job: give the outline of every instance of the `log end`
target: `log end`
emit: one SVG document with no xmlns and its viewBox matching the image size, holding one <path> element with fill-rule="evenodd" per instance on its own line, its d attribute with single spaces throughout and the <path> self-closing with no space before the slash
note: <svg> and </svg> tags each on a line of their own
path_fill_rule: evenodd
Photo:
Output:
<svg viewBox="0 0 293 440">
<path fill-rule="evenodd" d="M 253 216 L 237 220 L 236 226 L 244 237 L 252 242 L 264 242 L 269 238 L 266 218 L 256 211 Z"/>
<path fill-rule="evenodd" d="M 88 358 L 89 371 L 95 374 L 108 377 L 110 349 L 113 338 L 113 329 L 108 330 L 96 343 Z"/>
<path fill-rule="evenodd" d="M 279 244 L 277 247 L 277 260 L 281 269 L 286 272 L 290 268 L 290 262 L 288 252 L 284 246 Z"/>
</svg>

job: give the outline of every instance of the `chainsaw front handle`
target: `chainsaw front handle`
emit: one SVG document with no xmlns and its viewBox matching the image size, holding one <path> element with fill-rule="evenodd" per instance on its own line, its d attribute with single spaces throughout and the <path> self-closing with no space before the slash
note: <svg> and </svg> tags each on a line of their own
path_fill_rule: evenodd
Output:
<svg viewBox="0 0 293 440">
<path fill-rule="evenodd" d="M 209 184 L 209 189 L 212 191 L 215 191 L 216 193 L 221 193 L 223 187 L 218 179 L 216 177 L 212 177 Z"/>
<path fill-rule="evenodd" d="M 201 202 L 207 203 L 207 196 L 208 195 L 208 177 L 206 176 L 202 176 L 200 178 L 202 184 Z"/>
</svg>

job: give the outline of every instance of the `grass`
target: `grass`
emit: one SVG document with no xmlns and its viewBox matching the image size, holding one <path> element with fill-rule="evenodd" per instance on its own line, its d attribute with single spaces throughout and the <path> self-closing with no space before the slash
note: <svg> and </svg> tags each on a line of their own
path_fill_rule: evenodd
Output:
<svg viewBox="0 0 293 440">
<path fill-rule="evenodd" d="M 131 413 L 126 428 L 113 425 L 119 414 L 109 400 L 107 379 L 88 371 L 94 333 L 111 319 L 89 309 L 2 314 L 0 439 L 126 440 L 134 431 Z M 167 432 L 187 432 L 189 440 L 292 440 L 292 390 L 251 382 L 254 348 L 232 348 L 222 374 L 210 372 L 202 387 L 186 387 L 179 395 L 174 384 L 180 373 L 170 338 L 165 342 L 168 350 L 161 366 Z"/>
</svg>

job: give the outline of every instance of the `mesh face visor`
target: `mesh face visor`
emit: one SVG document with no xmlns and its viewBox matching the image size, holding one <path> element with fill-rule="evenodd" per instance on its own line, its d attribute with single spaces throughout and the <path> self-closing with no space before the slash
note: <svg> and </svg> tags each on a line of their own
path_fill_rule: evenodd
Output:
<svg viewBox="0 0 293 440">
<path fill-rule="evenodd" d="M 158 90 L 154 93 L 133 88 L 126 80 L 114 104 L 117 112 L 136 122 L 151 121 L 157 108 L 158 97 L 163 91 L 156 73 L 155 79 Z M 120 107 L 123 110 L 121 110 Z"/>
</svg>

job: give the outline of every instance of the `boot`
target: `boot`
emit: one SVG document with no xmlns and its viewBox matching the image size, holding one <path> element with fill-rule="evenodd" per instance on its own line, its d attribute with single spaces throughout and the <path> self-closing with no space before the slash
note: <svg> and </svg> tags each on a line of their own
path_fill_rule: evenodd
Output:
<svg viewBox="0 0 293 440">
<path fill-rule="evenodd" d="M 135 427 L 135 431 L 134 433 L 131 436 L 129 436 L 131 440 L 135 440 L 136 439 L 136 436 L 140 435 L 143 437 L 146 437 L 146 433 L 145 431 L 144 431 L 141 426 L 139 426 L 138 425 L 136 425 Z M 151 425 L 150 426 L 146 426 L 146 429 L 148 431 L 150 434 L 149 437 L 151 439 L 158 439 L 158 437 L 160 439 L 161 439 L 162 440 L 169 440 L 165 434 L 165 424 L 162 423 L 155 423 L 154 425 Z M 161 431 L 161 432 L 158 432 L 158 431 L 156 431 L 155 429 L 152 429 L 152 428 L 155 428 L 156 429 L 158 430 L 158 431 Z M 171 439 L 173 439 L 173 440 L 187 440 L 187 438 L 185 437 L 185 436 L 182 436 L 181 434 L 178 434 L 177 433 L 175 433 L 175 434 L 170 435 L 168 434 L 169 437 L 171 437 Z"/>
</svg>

+++

● **WHAT IS EXPECTED**
Duplicate every line of all the records above, changing nothing.

● **PROBLEM SOLUTION**
job: give the outline of every instance of the `log end`
target: `log end`
emit: one SVG document with no xmlns and its viewBox matching the image size, holding one <path> element with fill-rule="evenodd" per instance on its own line, its d attribute with single spaces throughout and the <path> self-closing with no space before the slash
note: <svg> and </svg> tags each on a line of their own
path_fill_rule: evenodd
Photo:
Output:
<svg viewBox="0 0 293 440">
<path fill-rule="evenodd" d="M 253 216 L 237 220 L 236 226 L 244 237 L 252 242 L 264 242 L 269 238 L 266 218 L 256 211 Z"/>
<path fill-rule="evenodd" d="M 88 358 L 89 371 L 95 374 L 108 377 L 110 349 L 113 338 L 113 329 L 108 330 L 96 343 Z"/>
<path fill-rule="evenodd" d="M 279 244 L 277 247 L 277 260 L 281 269 L 286 272 L 290 268 L 290 262 L 288 252 L 284 246 Z"/>
</svg>

job: give the outline of every instance of the `chainsaw front handle`
target: `chainsaw front handle`
emit: one SVG document with no xmlns and its viewBox matching the image size, holding one <path> element with fill-rule="evenodd" per instance on its own line, its d attribute with single spaces throughout and the <path> self-closing with no space before the slash
note: <svg> and </svg> tags each on a line of their own
path_fill_rule: evenodd
Output:
<svg viewBox="0 0 293 440">
<path fill-rule="evenodd" d="M 209 184 L 209 189 L 212 191 L 215 191 L 216 193 L 221 193 L 223 187 L 218 179 L 216 177 L 212 177 Z"/>
<path fill-rule="evenodd" d="M 201 202 L 207 203 L 207 196 L 208 195 L 208 177 L 206 176 L 202 176 L 200 178 L 202 184 Z"/>
</svg>

job: give the outline of every instance of the `grass`
target: `grass`
emit: one SVG document with no xmlns and its viewBox matching the image size, holding one <path> element with fill-rule="evenodd" per instance on its own line, its d attribute with single spaces throughout and the <path> self-closing with no space before the slash
note: <svg> and </svg> tags each on a line of their own
path_fill_rule: evenodd
Output:
<svg viewBox="0 0 293 440">
<path fill-rule="evenodd" d="M 131 413 L 126 428 L 113 425 L 119 414 L 109 400 L 107 379 L 88 371 L 94 333 L 111 319 L 89 309 L 2 314 L 0 439 L 126 440 L 134 431 Z M 167 432 L 187 432 L 189 440 L 292 440 L 292 390 L 251 382 L 254 348 L 232 348 L 222 374 L 210 372 L 202 387 L 186 387 L 179 395 L 174 384 L 180 373 L 170 338 L 165 342 L 168 350 L 161 366 Z"/>
</svg>

job: give the outline of every instance of the `mesh face visor`
target: `mesh face visor`
emit: one SVG document with no xmlns and its viewBox matching the image size, holding one <path> element with fill-rule="evenodd" per instance on its own line, its d attribute with single spaces throughout and the <path> self-closing with no space before the slash
note: <svg> and </svg> tags each on a line of their own
path_fill_rule: evenodd
Output:
<svg viewBox="0 0 293 440">
<path fill-rule="evenodd" d="M 158 90 L 154 93 L 133 88 L 126 80 L 114 104 L 117 112 L 136 122 L 151 121 L 157 108 L 158 97 L 163 91 L 156 73 L 155 79 Z M 120 107 L 123 110 L 121 110 Z"/>
</svg>

job: give the outline of every instance of the `boot`
target: `boot`
emit: one SVG document with no xmlns and its viewBox matching the image size, holding one <path> element with fill-rule="evenodd" per instance on its own line, its d attribute with single spaces throughout and the <path> self-closing with no space before the slash
note: <svg> and </svg> tags each on a line of their own
path_fill_rule: evenodd
Output:
<svg viewBox="0 0 293 440">
<path fill-rule="evenodd" d="M 135 427 L 135 431 L 134 433 L 131 436 L 129 436 L 131 440 L 135 440 L 136 439 L 136 436 L 140 435 L 143 437 L 146 437 L 146 433 L 145 431 L 144 431 L 141 426 L 139 426 L 138 425 L 136 425 Z M 151 425 L 150 426 L 146 426 L 146 429 L 148 431 L 150 434 L 149 437 L 151 439 L 158 439 L 158 437 L 160 439 L 161 439 L 162 440 L 169 440 L 165 434 L 165 424 L 162 423 L 155 423 L 154 425 Z M 161 431 L 161 432 L 158 432 L 158 431 L 156 431 L 155 429 L 152 429 L 152 428 L 155 428 L 156 429 L 158 430 L 158 431 Z M 171 439 L 173 439 L 173 440 L 187 440 L 187 438 L 185 437 L 185 436 L 182 436 L 181 434 L 178 434 L 177 433 L 175 433 L 175 434 L 170 435 L 168 434 L 169 437 L 171 437 Z"/>
</svg>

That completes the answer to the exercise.